Kutipan:
====

Mohon tunggu...
Mas Teddy
Mas Teddy Mohon Tunggu... Buruh - Be Who You Are

- semakin banyak kamu belajar akan semakin sadarlah betapa sedikitnya yang kamu ketahui. - melatih kesabaran dengan main game jigsaw puzzle. - admin blog https://umarkayam.wordpress.com/

Selanjutnya

Tutup

Kebijakan

Soal Capres 01 vs 02, Jangan Terlalu Pro, Jangan Terlalu Anti

27 Desember 2018   22:08 Diperbarui: 27 Desember 2018   22:20 327
+
Laporkan Konten
Laporkan Akun
Kompasiana adalah platform blog. Konten ini menjadi tanggung jawab bloger dan tidak mewakili pandangan redaksi Kompas.
Lihat foto
Bagikan ide kreativitasmu dalam bentuk konten di Kompasiana | Sumber gambar: Freepik

Dalam agama Islam ada ajaran yang mengatakan (kurang lebih),

  • Sebaik-baik perkara adalah yang tengah-tengah
  • Janganlah kebencianmu kepada suatu kaum/seseorang menyebabkan kamu berlaku tidak adil kepada suatu kaum/seseorang tersebut

Ibarat sebuah timbangan, maka sebisa mungkin kita berada di tengah-tengah timbangan tersebut. Tidak berat sebelah, baik ke kanan atau ke kiri. Adil atau netral, bukan berat sebelah atau plin-plan. Ajaran ini juga mengingatkan kita untuk tidak berbuat sesuatu yang melampaui batas, terlalu berlebihan, ekstrem atau fanatisme yang membabi buta.

====

Tugas: Ringkas paragraf dalam kutipan di atas yang diawali "Ibarat sebuah timbangan" tanpa menghilangkan fakta utamanya.

Baris dari dataset penunjukan
====

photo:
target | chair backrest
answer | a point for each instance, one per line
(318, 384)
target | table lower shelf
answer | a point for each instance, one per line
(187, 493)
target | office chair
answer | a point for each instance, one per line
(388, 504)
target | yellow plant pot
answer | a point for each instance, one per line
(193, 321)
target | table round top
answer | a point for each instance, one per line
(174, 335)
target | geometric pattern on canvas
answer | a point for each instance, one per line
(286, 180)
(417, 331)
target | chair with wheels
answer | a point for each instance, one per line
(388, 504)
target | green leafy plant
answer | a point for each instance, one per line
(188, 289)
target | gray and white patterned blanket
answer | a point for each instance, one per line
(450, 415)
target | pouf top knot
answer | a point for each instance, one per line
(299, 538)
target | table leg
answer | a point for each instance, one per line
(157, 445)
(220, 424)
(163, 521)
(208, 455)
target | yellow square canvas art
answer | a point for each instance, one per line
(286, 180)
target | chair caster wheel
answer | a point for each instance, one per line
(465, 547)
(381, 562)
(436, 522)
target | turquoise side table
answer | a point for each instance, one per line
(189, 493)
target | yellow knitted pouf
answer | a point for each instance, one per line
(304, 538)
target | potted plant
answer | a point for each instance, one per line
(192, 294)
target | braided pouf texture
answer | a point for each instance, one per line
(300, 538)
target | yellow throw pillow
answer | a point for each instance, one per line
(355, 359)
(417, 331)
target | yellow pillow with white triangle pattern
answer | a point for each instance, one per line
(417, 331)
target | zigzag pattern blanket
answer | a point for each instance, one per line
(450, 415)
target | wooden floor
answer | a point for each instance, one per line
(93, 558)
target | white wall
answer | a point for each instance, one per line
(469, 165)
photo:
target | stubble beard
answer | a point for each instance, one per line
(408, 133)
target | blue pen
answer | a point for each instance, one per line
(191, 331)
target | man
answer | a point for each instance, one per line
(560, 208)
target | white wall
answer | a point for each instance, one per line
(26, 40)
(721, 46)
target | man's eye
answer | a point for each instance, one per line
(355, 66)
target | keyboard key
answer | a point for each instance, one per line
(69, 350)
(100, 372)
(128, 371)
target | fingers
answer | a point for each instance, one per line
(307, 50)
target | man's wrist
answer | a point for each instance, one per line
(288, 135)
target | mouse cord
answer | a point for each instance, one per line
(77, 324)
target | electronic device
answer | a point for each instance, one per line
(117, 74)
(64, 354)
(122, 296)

====

Jawaban: Seperti timbangan, kita sebaiknya berada di tengah. Kita tidak berat sebelah ke kanan maupun ke kiri, melainkan adil atau netral tanpa plin-plan. Ajaran ini juga mengingatkan agar kita tidak melampaui batas, berlebihan, ekstrem, atau fanatik secara membabi buta.